> Text section:
◇ ◇ ◇ ◇ ◇ ◇ ◇

Weights \(\mathbf{v}_j\) — determine which combination of inputs the neuron responds to

Bias \(b_j\) — sets the firing threshold

Activation \(g\) — shapes the response (on/off, smooth, etc.)

One hidden layer = a learnable basis

Stack \(H\) of these neurons and let a final linear layer combine them:

\[ f(\mathbf{x}) = \sum_{j=1}^{H} w_j \;\underbrace{g(\mathbf{v}_j^T \mathbf{x} + b_j)}_{\text{learnable }\phi_j(\mathbf{x})} \;+\; w_0 \]

This is exactly the linear-basis model \(f(\mathbf{x}) = \mathbf{w}^T\boldsymbol{\phi}(\mathbf{x})\) from earlier, except now the basis functions have learnable parameters.

Input
\(\mathbf{x}\)

→

Hidden layer
\(h_j = g(\mathbf{v}_j^T \mathbf{x} + b_j)\)

→

Output
linear or sigmoid head

This is a neural network with one hidden layer. Stack more layers → a multi-layer perceptron (MLP).

Universal Approximation Theorem

With enough neurons, a single hidden layer can approximate any continuous function.

Intuition: each ReLU neuron contributes a "kink". Combine enough kinks → any shape.

Activation: Neurons H = 4

Grey: individual neurons \(w_j \cdot g(v_j x + b_j)\). Black: their sum. More neurons = more expressive.

Training neural networks

A learnable basis has no closed-form fit. We descend the loss instead: gradient descent and mini-batch SGD.

No Closed-Form Solution

Fixed basis (linear regression)

\(\mu_\theta(x) = \mathbf{w}^T\boldsymbol{\phi}(x)\) with fixed \(\boldsymbol{\phi}\).

Loss is quadratic in \(\mathbf{w}\).

\(\nabla E = 0\) → closed form: \(\mathbf{w}_{\mathrm{ML}} = (\boldsymbol{\Phi}^T\boldsymbol{\Phi})^{-1}\boldsymbol{\Phi}^T\boldsymbol{\theta}\).

Learnable basis (neural net)

\(\mu_\theta(x) = \sum_j w_j\, g(\mathbf{v}_j^T x + b_j)\) with learnable \(\mathbf{v}_j, b_j\).

The nonlinearity \(g\) makes the loss nonlinear and non-convex in the parameters.

No closed form: \(\nabla E = 0\) gives a transcendental system, not a matrix equation.

When we cannot solve \(\nabla E = 0\) on paper, we need a numerical method to find the minimum of \(E(\mathbf{w})\). The default one is (stochastic) gradient descent.

What the Network Actually Is

Concretely, the one-hidden-layer network from the previous slide, as math (left) and as the PyTorch module you would actually run (right). Colours link each line:

The math (input \(\mathbf{x}\in\mathbb{R}^2\), width \(H\))

\( \mathbf{z} = W^{(1)}\mathbf{x} + \mathbf{b}^{(1)} \)

\( \mathbf{h} = g(\mathbf{z}) \)

\( \mu = W^{(2)}\mathbf{h} + b^{(2)} \)

◇ ◇ ◇ ◇ ◇ ◇ ◇

> What is asked:
a) Answer these questions about the neural network text:
(i) What does the bias \(b_j\) set?
(ii) What can a single hidden layer approximate with enough neurons?
(iii) What numerical method is named as the default for finding the minimum of \(E(\mathbf{w})\)?
b) In the entries, substitute "frozen cascade" for "frozen waterfall" in the lines running from the start of the entries through the line holding "M206 217L212 178L217", inclusive, and give only those lines with everything else unchanged.

Records held in a dataset
◇ ◇ ◇ ◇ ◇ ◇ ◇

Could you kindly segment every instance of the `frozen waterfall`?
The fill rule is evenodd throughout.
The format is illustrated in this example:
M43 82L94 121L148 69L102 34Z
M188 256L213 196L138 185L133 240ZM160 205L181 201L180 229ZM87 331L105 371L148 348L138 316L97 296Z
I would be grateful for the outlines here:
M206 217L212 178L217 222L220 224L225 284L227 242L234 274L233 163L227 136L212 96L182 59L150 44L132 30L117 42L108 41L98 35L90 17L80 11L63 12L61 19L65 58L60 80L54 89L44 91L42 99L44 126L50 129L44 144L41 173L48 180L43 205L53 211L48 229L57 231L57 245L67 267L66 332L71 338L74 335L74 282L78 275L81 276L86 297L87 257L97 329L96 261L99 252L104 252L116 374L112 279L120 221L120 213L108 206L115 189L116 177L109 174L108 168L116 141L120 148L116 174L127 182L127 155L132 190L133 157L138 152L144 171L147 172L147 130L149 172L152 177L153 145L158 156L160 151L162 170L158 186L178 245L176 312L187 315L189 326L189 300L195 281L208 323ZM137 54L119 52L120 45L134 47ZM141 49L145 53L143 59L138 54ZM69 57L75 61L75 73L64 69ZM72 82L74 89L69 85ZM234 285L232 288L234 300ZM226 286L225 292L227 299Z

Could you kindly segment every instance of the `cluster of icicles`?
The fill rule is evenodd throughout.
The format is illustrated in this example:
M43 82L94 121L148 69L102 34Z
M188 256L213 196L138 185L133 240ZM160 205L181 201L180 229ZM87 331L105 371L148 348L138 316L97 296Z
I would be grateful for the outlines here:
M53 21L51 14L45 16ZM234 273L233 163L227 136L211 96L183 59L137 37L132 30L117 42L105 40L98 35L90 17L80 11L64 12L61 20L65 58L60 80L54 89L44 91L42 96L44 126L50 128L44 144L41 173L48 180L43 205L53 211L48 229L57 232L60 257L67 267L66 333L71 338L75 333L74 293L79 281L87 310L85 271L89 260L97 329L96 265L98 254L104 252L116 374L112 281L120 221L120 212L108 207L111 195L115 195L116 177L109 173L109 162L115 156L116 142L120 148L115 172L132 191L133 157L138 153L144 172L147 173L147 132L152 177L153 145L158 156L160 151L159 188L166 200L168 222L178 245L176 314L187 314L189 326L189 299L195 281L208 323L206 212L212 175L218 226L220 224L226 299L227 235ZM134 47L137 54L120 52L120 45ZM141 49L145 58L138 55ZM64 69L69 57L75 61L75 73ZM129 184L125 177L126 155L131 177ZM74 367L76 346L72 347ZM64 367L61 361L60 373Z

◇ ◇ ◇ ◇ ◇ ◇ ◇

> Results for each task:
a)
(i) The firing threshold.
(ii) Any continuous function.
(iii) (Stochastic) gradient descent.

b)
Could you kindly segment every instance of the `frozen cascade`?
The fill rule is evenodd throughout.
The format is illustrated in this example:
M43 82L94 121L148 69L102 34Z
M188 256L213 196L138 185L133 240ZM160 205L181 201L180 229ZM87 331L105 371L148 348L138 316L97 296Z
I would be grateful for the outlines here:
M206 217L212 178L217 222L220 224L225 284L227 242L234 274L233 163L227 136L212 96L182 59L150 44L132 30L117 42L108 41L98 35L90 17L80 11L63 12L61 19L65 58L60 80L54 89L44 91L42 99L44 126L50 129L44 144L41 173L48 180L43 205L53 211L48 229L57 231L57 245L67 267L66 332L71 338L74 335L74 282L78 275L81 276L86 297L87 257L97 329L96 261L99 252L104 252L116 374L112 279L120 221L120 213L108 206L115 189L116 177L109 174L108 168L116 141L120 148L116 174L127 182L127 155L132 190L133 157L138 152L144 171L147 172L147 130L149 172L152 177L153 145L158 156L160 151L162 170L158 186L178 245L176 312L187 315L189 326L189 300L195 281L208 323ZM137 54L119 52L120 45L134 47ZM141 49L145 53L143 59L138 54ZM69 57L75 61L75 73L64 69ZM72 82L74 89L69 85ZM234 285L232 288L234 300ZM226 286L225 292L227 299Z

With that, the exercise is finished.